● **WHAT THE TASK ASKS**: Write out the data exactly as given, dropping every picture.

··· SUPPLIED MATERIAL ···

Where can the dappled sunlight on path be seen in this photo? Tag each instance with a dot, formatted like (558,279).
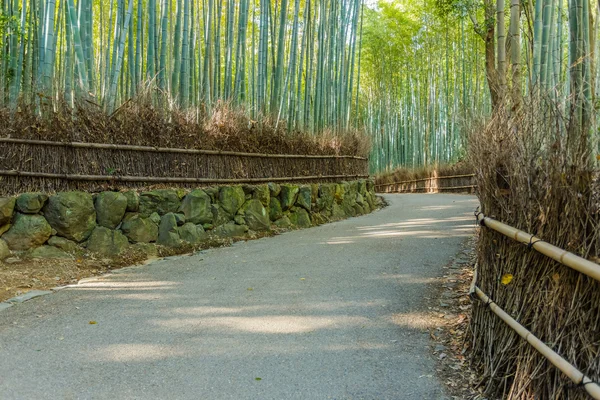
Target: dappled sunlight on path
(334,311)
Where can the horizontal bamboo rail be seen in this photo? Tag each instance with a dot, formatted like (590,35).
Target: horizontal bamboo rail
(564,257)
(155,179)
(426,179)
(568,369)
(105,146)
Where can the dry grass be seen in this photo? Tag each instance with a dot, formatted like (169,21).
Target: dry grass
(138,122)
(414,179)
(533,175)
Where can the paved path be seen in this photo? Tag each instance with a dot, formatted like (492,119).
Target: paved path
(334,312)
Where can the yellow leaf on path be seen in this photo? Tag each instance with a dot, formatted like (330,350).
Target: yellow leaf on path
(506,279)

···

● **COMPLETED TASK**:
Where can the dappled sunlight on path be seen in this photo? Tag each instance with a dot, formatted like (558,279).
Target: dappled sunlight on path
(334,311)
Where can the horizontal bamboo rail be seen in this photo? Tag each instance with a dot, formatted like (590,35).
Target: horizontal bamboo rail
(564,257)
(155,179)
(426,179)
(568,369)
(105,146)
Where can the dry grass be seen in this photo? Tag each instance with a dot, formatted like (169,21).
Target: dry grass
(138,122)
(414,179)
(533,175)
Where can the paved path be seen in this photo? Tag each instance with a dot, formatted like (492,119).
Target: paved path
(334,312)
Where can the yellow leaf on path be seen in this photo? Tag each instance with a dot, formatted like (330,350).
Target: yellow leaf on path
(506,279)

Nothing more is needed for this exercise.